## Exercise aim
Restate the entire listing word for word.

---*---

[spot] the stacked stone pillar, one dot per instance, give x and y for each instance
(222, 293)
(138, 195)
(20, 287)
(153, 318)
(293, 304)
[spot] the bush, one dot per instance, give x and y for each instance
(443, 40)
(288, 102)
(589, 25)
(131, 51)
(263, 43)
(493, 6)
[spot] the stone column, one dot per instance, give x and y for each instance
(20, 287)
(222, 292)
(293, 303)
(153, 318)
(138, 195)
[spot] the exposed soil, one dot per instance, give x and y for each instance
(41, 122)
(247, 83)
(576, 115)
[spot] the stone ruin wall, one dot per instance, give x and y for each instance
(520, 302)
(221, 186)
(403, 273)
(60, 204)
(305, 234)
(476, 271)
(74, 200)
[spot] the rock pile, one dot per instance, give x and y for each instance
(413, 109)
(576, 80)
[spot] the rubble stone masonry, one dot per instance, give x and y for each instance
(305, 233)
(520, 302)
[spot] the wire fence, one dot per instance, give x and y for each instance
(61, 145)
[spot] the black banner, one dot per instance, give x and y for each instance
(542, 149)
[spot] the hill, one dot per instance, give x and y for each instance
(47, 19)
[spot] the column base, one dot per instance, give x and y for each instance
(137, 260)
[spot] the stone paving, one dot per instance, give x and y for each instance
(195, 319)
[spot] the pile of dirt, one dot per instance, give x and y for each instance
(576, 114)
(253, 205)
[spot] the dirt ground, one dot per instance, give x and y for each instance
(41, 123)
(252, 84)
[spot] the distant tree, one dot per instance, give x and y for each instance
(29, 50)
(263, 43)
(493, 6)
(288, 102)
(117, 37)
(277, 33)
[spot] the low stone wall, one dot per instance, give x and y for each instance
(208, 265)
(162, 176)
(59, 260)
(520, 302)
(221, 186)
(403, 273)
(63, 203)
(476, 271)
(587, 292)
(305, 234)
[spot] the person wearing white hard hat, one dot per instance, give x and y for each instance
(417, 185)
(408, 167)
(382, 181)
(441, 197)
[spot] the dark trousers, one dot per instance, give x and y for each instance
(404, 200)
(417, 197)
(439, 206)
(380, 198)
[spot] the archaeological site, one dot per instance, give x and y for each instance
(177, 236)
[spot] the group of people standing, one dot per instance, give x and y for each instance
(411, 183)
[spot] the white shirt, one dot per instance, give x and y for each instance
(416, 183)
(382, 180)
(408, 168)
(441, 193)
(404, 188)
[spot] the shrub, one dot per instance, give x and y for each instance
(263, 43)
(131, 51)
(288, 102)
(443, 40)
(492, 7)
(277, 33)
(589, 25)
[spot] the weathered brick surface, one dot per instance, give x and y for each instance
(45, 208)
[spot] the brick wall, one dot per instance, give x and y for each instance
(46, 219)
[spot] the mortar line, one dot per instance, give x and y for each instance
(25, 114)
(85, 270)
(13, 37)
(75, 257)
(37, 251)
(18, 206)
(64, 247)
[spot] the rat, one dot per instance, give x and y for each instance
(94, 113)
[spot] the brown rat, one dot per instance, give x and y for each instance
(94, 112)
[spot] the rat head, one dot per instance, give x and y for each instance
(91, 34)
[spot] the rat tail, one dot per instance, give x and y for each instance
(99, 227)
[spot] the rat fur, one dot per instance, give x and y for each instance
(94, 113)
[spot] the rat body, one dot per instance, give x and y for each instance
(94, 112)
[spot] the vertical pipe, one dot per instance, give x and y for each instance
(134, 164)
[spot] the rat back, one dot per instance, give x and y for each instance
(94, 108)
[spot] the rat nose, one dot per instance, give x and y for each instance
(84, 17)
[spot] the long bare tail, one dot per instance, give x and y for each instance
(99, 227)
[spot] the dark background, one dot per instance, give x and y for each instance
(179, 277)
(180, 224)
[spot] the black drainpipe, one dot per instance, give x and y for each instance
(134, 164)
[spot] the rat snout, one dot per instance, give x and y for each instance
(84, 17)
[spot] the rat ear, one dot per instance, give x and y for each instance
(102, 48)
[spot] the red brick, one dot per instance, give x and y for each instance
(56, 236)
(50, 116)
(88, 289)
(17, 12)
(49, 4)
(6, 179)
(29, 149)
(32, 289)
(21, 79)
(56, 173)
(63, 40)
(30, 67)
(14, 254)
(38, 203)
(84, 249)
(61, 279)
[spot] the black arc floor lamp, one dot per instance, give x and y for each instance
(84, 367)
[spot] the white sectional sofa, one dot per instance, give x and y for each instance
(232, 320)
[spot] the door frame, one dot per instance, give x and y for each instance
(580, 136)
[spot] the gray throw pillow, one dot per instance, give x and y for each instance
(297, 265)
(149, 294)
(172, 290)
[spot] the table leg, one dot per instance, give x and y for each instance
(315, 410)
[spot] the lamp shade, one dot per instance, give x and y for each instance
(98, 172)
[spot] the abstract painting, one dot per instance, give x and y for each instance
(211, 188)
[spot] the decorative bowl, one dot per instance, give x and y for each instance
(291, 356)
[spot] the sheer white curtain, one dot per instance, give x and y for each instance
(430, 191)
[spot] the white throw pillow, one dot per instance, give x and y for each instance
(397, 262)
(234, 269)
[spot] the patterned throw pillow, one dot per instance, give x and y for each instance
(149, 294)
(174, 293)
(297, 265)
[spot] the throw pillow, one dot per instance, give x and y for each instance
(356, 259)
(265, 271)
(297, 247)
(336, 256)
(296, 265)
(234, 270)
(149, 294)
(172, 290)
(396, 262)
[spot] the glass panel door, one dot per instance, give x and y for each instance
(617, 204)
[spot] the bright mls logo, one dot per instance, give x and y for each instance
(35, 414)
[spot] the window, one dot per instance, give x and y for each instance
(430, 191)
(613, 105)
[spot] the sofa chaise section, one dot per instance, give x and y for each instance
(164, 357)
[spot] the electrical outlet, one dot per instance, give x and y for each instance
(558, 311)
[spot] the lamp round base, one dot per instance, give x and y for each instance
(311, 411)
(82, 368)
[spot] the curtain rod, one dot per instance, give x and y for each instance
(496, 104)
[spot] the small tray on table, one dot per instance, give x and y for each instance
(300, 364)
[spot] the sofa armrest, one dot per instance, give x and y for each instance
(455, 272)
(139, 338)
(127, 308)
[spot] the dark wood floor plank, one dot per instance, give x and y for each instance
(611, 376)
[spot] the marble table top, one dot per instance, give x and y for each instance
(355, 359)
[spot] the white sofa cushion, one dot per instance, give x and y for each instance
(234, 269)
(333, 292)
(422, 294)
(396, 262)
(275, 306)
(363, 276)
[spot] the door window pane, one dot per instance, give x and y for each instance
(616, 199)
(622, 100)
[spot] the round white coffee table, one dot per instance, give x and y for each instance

---*---

## Answer to this exercise
[spot] the stacked stone pillar, one dot per instance, give x and y for each instance
(222, 293)
(138, 195)
(20, 287)
(153, 318)
(293, 304)
[spot] the bush, one dot per instance, give x and y for each instance
(443, 40)
(288, 102)
(589, 25)
(131, 51)
(263, 43)
(493, 6)
[spot] the stone column, one dot per instance, give x and y for each instance
(20, 287)
(222, 292)
(293, 303)
(153, 318)
(138, 195)
[spot] the exposed soil, one dot per instance, give x and y for each instance
(41, 122)
(247, 83)
(576, 115)
[spot] the stone ruin wall, one dot per instance, give x and y for each instance
(520, 302)
(221, 186)
(403, 273)
(60, 204)
(305, 234)
(476, 271)
(74, 200)
[spot] the rock pile, one dot per instance, give x and y for each instance
(413, 109)
(576, 80)
[spot] the rubble stone masonry, one dot per instance, give x and y for each instance
(305, 233)
(520, 302)
[spot] the wire fence, one dot per instance, give x and y for each instance
(61, 145)
[spot] the black banner, one dot per instance, give x and y for each instance
(542, 149)
[spot] the hill, one dot per instance, give x and y for each instance
(47, 19)
[spot] the column base, one dot per instance, give x and y for each instance
(137, 260)
[spot] the stone paving, one dot per instance, give x and y for each instance
(195, 319)
[spot] the pile of dirt, one dot per instance, give x and y for each instance
(576, 114)
(253, 205)
[spot] the dirt ground, one dot per instance, give x and y for each instance
(41, 123)
(252, 84)
[spot] the distant tree, one dot per instance, give x and y for each instance
(29, 50)
(263, 43)
(493, 6)
(288, 102)
(117, 37)
(277, 33)
[spot] the low stone wall, one dot per instance, give x and y for each instance
(208, 265)
(162, 176)
(59, 260)
(520, 302)
(221, 186)
(403, 273)
(63, 203)
(476, 271)
(587, 292)
(305, 234)
[spot] the person wearing white hard hat, one dot per instance, give x and y for each instance
(417, 185)
(408, 167)
(382, 181)
(441, 197)
[spot] the dark trousers, one dot per instance, give x and y for each instance
(404, 200)
(417, 197)
(439, 206)
(380, 198)
[spot] the archaeological site, one dot per instance, give x and y for each instance
(177, 236)
[spot] the group of people standing, one dot per instance, give x and y for each instance
(411, 183)
[spot] the white shirt, one dot per instance, give x and y for each instance
(416, 183)
(382, 180)
(408, 168)
(441, 193)
(404, 188)
[spot] the shrub, one dot per instance, give x and y for each instance
(263, 43)
(131, 51)
(288, 102)
(443, 40)
(492, 7)
(277, 33)
(589, 25)
[spot] the weathered brick surface, one dot per instance, give x and y for each instance
(45, 208)
[spot] the brick wall, one dot per instance, give x and y for each instance
(46, 219)
[spot] the mortar line, one dot per instance, give x and y for each instance
(25, 114)
(85, 270)
(13, 37)
(75, 257)
(37, 251)
(18, 206)
(64, 247)
[spot] the rat, one dot per instance, give x and y for each instance
(94, 113)
[spot] the brown rat, one dot per instance, give x and y for each instance
(94, 112)
[spot] the rat head, one dot per instance, give x and y for each instance
(91, 34)
[spot] the rat tail, one dot per instance, give x and y for each instance
(99, 227)
[spot] the rat fur, one dot per instance, give x and y for each instance
(94, 113)
[spot] the rat body, one dot per instance, give x and y for each instance
(94, 112)
[spot] the vertical pipe, one dot per instance, give x and y for each instance
(134, 164)
[spot] the rat back, one dot per instance, give x and y for each instance
(94, 108)
[spot] the rat nose, one dot per instance, give x and y for each instance
(84, 17)
[spot] the long bare tail, one dot per instance, give x and y for each instance
(99, 227)
[spot] the dark background, one dot per instance, give x and y for each instance
(179, 277)
(180, 224)
[spot] the black drainpipe, one dot per instance, give x and y for each instance
(134, 164)
[spot] the rat snout, one dot per instance, give x and y for each instance
(84, 17)
[spot] the rat ear, one dot per instance, give x and y for each instance
(102, 48)
[spot] the red brick, one dot per instance, give x and y for each instance
(56, 236)
(50, 116)
(88, 289)
(17, 12)
(49, 4)
(6, 179)
(29, 149)
(32, 289)
(21, 79)
(56, 173)
(63, 40)
(30, 67)
(14, 254)
(38, 203)
(84, 249)
(61, 279)
[spot] the black arc floor lamp, one dot per instance, give x and y for each instance
(84, 367)
[spot] the white sectional sofa, one dot per instance, give x and y for each instance
(232, 320)
[spot] the door frame, one dot per instance, give x and y for each instance
(580, 136)
[spot] the gray throw pillow, one dot per instance, give x and y for each instance
(297, 265)
(149, 294)
(172, 290)
[spot] the table leg, one dot per instance, give x and y for each instance
(315, 410)
[spot] the lamp shade, one dot per instance, give x and y for each instance
(98, 172)
[spot] the abstract painting, one dot per instance, give x and y for each instance
(211, 188)
[spot] the decorative bowl, one dot per instance, give x and y for each instance
(291, 356)
[spot] the sheer white curtain, one dot per instance, give x and y for each instance
(430, 191)
[spot] the white throw pillow, one dot per instance, give x and y for each instance
(397, 262)
(234, 269)
[spot] the patterned throw pillow, one dot per instance, give x and y for each instance
(149, 294)
(174, 293)
(297, 265)
[spot] the throw pillow, one dot per instance, give x and y for each instance
(356, 259)
(265, 271)
(297, 247)
(336, 256)
(296, 265)
(234, 270)
(149, 294)
(172, 290)
(396, 262)
[spot] the glass panel door, one dot per instance, give x and y for each instance
(617, 204)
[spot] the bright mls logo, one dot per instance, give x and y for each instance
(35, 414)
[spot] the window, one dot per instance, give x and y for each instance
(430, 191)
(613, 105)
[spot] the sofa chaise section, one dot per instance, give x and y for each instance
(164, 357)
[spot] the electrical outlet, one dot per instance, give x and y for each instance
(558, 311)
[spot] the lamp round base, one dot per instance, give x and y for each instance
(311, 411)
(82, 368)
[spot] the curtain rod, one dot per instance, give x and y for each instance
(496, 104)
[spot] the small tray on table, one dot per instance, give x and y for each instance
(300, 364)
[spot] the sofa armrest, one dot per instance, give x and y for each instance
(455, 272)
(139, 338)
(127, 308)
[spot] the dark wood floor plank, one dot per instance, give x and y for each instance
(611, 376)
[spot] the marble table top, one dot per instance, give x and y for each instance
(355, 359)
[spot] the white sofa cushion, one dot per instance, give x and y for each instance
(234, 269)
(333, 292)
(422, 294)
(396, 262)
(275, 306)
(363, 276)
[spot] the door window pane, one dot per instance, give x and y for each instance
(616, 199)
(622, 100)
[spot] the round white coffee table, one dot per instance, give x and y for each instance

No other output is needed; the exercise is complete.